→ TO DO
Quote the part of the material below that starts with the line containing "task | point to each instance of the ground, one" and ends with the line containing "[(463, 470), (90, 435)]", including both of those lines. Give only those lines, word for word.

---- PROVIDED INFORMATION

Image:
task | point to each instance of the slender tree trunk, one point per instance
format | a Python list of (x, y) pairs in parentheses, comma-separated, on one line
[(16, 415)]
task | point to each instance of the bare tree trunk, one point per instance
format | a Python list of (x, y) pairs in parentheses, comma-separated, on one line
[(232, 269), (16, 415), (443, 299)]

--------
---- PROVIDED INFORMATION

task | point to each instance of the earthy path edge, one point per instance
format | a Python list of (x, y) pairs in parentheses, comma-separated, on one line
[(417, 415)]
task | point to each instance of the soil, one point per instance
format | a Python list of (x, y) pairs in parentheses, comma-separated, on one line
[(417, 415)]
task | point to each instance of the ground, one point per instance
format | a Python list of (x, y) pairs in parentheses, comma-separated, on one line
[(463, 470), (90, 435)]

--------
---- PROVIDED INFORMATION

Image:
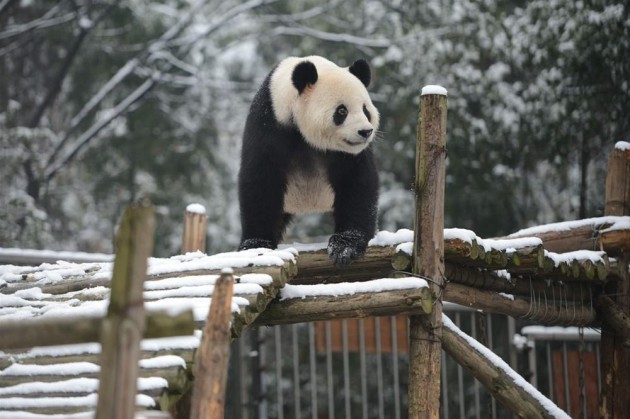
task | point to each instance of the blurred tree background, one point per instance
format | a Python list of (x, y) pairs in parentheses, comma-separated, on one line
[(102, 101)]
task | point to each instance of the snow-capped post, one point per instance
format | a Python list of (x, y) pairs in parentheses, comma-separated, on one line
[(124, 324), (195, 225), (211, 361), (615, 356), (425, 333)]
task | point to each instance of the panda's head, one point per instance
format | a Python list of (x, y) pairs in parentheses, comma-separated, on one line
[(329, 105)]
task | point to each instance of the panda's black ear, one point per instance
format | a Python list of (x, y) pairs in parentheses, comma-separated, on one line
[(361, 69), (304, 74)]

--------

→ EXERCISE OUTPUT
task | point to each instance of the ground, one point per instance
format | a Python list of (x, y) pairs in parentheses, comma-separated, on one line
[(463, 470), (90, 435)]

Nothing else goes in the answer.